Étudiants et alcool : les cinq clés d'une prévention efficace

Julia Zimmerlich Publié le
Étudiants et alcool : les cinq clés d'une prévention efficace
L'université de Bordeaux a fait le choix de la formation par les pairs avec la mise en place d'une équipe de dix-huit étudiants relais-santé (ERS), répartis en trois équipes : bien-être, sexualité et soirées étudiantes. // ©  Université de Bordeaux
L'alcool dans les soirées étudiantes est un véritable casse-tête pour les responsables de l'enseignement supérieur, les étudiants trouvant toujours des stratégies de contournement. Pour y remédier, certaines écoles et universités innovent pour sensibiliser leurs étudiants. Avec un credo : pour changer les habitudes, mieux vaut communiquer toute l'année.

Noyé dans un étang. Voilà comment s'est terminée la soirée du week-end d'intégration d'un étudiant en deuxième année de médecine à l'université de Lille 2, la nuit du 17 au 18 octobre 2015. Un camping réservé pour deux jours, une boîte de nuit privatisée, des alcools forts et 150 étudiants participants... Un cocktail bien connu des chefs d'établissements et un scénario redouté par tous.

═══

Pouvez-vous reformuler sous forme de liste le paragraphe du texte fourni qui commence par « Noyé dans un étang » en conservant ses faits principaux ? Appuyez-vous uniquement sur le texte fourni.

### [DONNÉES]
═══

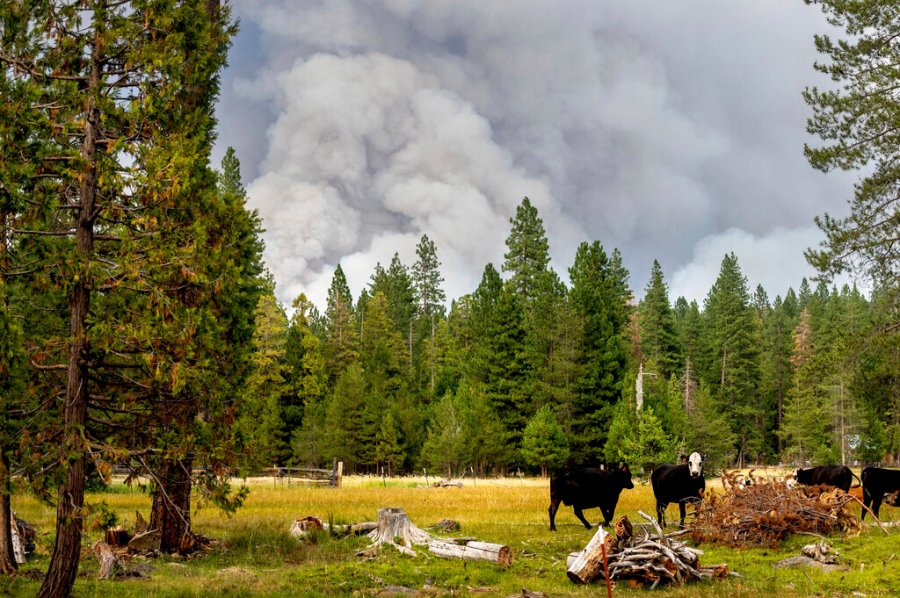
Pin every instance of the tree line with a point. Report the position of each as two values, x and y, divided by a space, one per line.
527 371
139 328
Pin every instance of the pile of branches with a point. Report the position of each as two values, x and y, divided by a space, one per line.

═══

### [SOLUTION RÉDIGÉE]
- Dans la nuit du 17 au 18 octobre 2015, un étudiant de deuxième année de médecine à l'université de Lille 2 est mort noyé dans un étang lors d'une soirée de week-end d'intégration.
- L'événement réunissait 150 étudiants dans un camping réservé pour deux jours, avec une boîte de nuit privatisée et des alcools forts.
- Les chefs d'établissement connaissent bien ce mélange, et tous redoutent ce scénario.